- _TASK DIRECTIONS_:
Put every line of the records below into a Markdown table with two columns, "No." for the row number and "Line" for the line itself. Omit blank lines.

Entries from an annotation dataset
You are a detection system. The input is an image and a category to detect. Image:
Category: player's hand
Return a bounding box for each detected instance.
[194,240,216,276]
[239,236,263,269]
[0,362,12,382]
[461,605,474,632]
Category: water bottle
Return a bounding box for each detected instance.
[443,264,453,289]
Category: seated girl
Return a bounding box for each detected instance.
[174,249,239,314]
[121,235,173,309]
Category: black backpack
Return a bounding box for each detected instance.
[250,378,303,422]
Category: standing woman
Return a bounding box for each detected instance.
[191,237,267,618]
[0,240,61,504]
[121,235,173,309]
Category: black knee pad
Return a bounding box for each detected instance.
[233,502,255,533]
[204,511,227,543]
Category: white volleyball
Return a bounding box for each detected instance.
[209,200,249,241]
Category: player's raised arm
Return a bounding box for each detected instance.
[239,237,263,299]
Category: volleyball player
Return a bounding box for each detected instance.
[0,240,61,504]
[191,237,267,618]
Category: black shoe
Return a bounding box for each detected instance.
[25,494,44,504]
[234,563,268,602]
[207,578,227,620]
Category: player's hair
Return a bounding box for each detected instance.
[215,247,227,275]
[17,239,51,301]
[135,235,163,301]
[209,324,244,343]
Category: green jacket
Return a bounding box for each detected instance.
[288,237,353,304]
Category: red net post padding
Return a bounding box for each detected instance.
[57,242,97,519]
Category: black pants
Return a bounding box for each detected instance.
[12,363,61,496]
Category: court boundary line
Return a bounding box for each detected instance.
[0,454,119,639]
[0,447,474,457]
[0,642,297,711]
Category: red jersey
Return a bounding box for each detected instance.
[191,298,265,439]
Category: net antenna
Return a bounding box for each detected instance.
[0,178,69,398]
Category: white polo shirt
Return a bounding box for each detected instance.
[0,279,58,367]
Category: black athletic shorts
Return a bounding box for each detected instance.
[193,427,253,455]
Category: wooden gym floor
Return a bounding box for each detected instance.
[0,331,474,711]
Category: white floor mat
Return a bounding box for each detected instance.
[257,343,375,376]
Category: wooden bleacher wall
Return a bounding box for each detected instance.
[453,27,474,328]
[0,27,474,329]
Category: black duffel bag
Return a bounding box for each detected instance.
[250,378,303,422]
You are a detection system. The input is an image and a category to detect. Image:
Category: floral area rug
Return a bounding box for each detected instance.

- _TASK RESULT_:
| No. | Line |
|---|---|
| 1 | You are a detection system. The input is an image and a category to detect. Image: |
| 2 | Category: player's hand |
| 3 | Return a bounding box for each detected instance. |
| 4 | [194,240,216,276] |
| 5 | [239,236,263,269] |
| 6 | [0,362,12,382] |
| 7 | [461,605,474,632] |
| 8 | Category: water bottle |
| 9 | Return a bounding box for each detected instance. |
| 10 | [443,264,453,289] |
| 11 | Category: seated girl |
| 12 | Return a bounding box for each detected instance. |
| 13 | [174,249,239,314] |
| 14 | [121,235,173,309] |
| 15 | Category: black backpack |
| 16 | Return a bounding box for each detected instance. |
| 17 | [250,378,303,422] |
| 18 | Category: standing woman |
| 19 | Return a bounding box for each detected instance. |
| 20 | [191,237,267,618] |
| 21 | [0,240,61,504] |
| 22 | [121,235,173,309] |
| 23 | Category: black knee pad |
| 24 | Return a bounding box for each detected instance. |
| 25 | [233,502,255,533] |
| 26 | [204,511,227,543] |
| 27 | Category: white volleyball |
| 28 | Return a bounding box for each detected instance. |
| 29 | [209,200,249,241] |
| 30 | Category: player's raised arm |
| 31 | Return a bounding box for each detected instance. |
| 32 | [239,237,263,299] |
| 33 | Category: volleyball player |
| 34 | Return a bounding box for each detected instance. |
| 35 | [0,240,61,504] |
| 36 | [191,237,267,618] |
| 37 | Category: black shoe |
| 38 | Return a bounding box for each detected instance. |
| 39 | [25,494,44,504] |
| 40 | [234,563,268,602] |
| 41 | [207,578,227,620] |
| 42 | Category: player's hair |
| 43 | Return a bounding box for each detected instance. |
| 44 | [215,247,227,275] |
| 45 | [17,239,51,301] |
| 46 | [135,235,163,301] |
| 47 | [209,324,244,343] |
| 48 | Category: green jacket |
| 49 | Return a bounding box for each detected instance. |
| 50 | [288,237,353,304] |
| 51 | Category: red net post padding |
| 52 | Return a bounding box for each detected instance. |
| 53 | [57,242,97,519] |
| 54 | Category: black pants |
| 55 | Return a bounding box for each detected instance. |
| 56 | [12,363,61,496] |
| 57 | Category: court boundary line |
| 58 | Return a bounding box for each detected instance. |
| 59 | [0,454,119,639] |
| 60 | [0,447,474,457] |
| 61 | [0,642,297,711] |
| 62 | Category: red jersey |
| 63 | Return a bounding box for each detected instance. |
| 64 | [191,298,265,439] |
| 65 | Category: net antenna |
| 66 | Return a bounding box for each detected instance. |
| 67 | [0,178,69,398] |
| 68 | Category: white polo shirt |
| 69 | Return a bounding box for each detected instance. |
| 70 | [0,279,58,367] |
| 71 | Category: black athletic shorts |
| 72 | Return a bounding box for each detected instance. |
| 73 | [193,427,253,455] |
| 74 | Category: wooden gym floor |
| 75 | Return a bounding box for each detected instance. |
| 76 | [0,331,474,711] |
| 77 | Category: white floor mat |
| 78 | Return a bounding box for each detected instance. |
| 79 | [257,343,375,376] |
| 80 | Category: wooden bleacher wall |
| 81 | Return a bounding box for each detected instance. |
| 82 | [453,27,474,328] |
| 83 | [0,27,474,329] |
| 84 | Category: black duffel bag |
| 85 | Return a bounding box for each detected instance. |
| 86 | [250,378,303,422] |
| 87 | You are a detection system. The input is an image and a category to detect. Image: |
| 88 | Category: floral area rug |
| 89 | Return a bounding box for each detected instance. |